In the entries below, tally the lines that contain the string "dense", then state that number alone.
--- DATA IN THIS EXERCISE Enclosed Below ---
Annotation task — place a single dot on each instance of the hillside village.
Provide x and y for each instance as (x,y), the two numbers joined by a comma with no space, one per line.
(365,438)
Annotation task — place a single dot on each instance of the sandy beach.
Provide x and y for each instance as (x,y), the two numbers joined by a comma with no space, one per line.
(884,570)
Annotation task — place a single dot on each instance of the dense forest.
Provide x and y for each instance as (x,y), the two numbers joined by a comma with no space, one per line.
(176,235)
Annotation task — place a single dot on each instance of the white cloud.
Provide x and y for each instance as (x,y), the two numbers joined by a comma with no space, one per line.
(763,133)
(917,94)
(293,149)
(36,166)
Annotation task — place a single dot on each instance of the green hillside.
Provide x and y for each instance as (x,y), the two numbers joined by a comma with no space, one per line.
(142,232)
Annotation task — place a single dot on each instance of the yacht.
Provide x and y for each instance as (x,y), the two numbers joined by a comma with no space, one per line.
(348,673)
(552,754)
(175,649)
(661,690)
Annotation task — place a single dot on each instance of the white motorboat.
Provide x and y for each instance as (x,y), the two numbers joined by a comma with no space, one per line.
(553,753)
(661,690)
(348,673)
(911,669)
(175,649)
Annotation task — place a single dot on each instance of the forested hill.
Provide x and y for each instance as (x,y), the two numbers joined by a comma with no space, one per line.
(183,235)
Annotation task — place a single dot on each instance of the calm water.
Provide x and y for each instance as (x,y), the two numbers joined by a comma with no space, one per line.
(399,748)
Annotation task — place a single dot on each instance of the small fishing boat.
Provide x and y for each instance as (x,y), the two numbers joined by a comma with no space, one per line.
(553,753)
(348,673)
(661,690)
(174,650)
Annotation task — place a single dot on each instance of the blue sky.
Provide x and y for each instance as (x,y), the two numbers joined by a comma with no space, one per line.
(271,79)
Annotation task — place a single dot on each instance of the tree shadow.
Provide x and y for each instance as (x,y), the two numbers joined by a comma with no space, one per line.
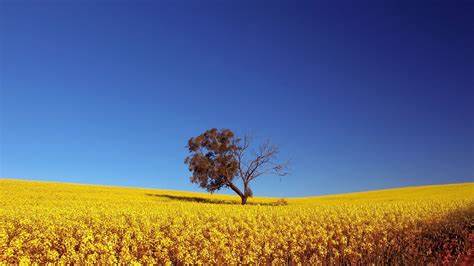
(207,200)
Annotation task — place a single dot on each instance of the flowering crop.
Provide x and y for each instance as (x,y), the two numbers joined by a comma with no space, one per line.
(44,222)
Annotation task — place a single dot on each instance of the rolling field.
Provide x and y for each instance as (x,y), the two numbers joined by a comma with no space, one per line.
(68,223)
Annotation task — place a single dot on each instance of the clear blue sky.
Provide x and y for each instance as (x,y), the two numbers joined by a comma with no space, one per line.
(359,96)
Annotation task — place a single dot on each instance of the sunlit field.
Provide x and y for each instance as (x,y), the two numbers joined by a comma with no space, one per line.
(67,223)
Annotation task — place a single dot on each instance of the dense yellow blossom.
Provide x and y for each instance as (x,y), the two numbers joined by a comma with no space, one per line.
(65,223)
--- End of Enclosed DATA IN THIS EXERCISE ---
▶ _REPLY TO THE EXERCISE_:
2